TASK STATEMENT » Using the records below, give again exactly the lines from the line that contains "spot the forearm." through the line that contains "spot the garage door.", both ends included, and only those.

(Point localization data)
-- Opening Marker --
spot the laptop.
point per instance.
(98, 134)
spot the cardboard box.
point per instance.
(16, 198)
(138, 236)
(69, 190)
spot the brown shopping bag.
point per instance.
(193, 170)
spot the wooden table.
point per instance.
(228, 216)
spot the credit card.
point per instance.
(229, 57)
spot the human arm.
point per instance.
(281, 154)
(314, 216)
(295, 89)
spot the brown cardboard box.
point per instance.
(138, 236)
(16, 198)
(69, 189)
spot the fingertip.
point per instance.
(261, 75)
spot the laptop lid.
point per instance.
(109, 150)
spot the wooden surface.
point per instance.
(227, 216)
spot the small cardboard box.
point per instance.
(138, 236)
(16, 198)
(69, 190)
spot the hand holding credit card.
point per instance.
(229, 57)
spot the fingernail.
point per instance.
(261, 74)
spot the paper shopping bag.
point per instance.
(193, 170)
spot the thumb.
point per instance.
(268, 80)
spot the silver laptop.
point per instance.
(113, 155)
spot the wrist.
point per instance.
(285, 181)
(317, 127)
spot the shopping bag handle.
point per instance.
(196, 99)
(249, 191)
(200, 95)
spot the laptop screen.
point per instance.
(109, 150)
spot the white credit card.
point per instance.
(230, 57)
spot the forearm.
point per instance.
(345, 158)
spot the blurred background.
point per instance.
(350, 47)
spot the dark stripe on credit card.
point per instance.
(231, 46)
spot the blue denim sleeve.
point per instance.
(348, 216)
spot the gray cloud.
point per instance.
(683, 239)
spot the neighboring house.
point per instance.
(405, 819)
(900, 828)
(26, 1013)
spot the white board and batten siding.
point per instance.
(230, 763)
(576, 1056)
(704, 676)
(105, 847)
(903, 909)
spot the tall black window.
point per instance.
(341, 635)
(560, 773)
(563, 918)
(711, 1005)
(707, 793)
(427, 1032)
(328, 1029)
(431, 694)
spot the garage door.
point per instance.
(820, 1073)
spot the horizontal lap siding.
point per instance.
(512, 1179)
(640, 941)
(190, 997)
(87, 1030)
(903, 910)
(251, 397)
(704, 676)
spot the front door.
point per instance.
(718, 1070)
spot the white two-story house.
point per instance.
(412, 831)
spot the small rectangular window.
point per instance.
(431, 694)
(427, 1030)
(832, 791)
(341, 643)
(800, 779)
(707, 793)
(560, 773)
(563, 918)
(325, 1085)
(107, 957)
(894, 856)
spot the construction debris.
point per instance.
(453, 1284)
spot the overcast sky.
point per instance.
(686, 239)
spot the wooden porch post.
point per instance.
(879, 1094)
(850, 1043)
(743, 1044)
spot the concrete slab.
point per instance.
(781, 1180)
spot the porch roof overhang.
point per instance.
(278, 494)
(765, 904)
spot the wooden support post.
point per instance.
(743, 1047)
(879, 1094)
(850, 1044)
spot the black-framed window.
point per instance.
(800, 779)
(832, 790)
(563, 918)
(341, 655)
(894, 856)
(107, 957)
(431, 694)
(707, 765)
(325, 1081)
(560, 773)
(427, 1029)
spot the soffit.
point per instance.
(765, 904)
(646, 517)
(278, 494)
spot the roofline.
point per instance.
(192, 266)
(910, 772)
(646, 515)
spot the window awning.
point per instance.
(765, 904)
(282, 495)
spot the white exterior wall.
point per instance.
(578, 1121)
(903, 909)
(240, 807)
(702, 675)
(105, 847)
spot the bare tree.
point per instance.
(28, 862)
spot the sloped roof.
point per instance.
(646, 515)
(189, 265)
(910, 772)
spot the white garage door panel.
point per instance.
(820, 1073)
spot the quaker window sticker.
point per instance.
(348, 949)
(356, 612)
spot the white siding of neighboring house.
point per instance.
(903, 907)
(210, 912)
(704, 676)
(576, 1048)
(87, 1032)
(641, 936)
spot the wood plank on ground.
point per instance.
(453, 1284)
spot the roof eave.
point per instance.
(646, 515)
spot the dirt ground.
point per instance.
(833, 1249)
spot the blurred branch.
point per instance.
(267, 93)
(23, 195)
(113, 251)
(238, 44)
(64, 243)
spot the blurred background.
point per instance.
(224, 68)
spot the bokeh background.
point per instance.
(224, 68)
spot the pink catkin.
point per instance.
-- Closing Marker --
EXERCISE RESULT »
spot the forearm.
point per instance.
(345, 158)
spot the blurred background.
point per instance.
(350, 47)
spot the dark stripe on credit card.
point per instance.
(231, 46)
spot the blue denim sleeve.
point per instance.
(348, 216)
spot the gray cloud.
point per instance.
(683, 239)
spot the neighboring house.
point per instance.
(405, 819)
(900, 828)
(26, 1013)
spot the white board and batten siding.
point per instance.
(230, 763)
(576, 1056)
(704, 676)
(105, 847)
(903, 909)
spot the tall black window.
point per instance.
(341, 635)
(560, 773)
(563, 918)
(711, 1005)
(707, 793)
(427, 1032)
(328, 1029)
(431, 694)
spot the garage door.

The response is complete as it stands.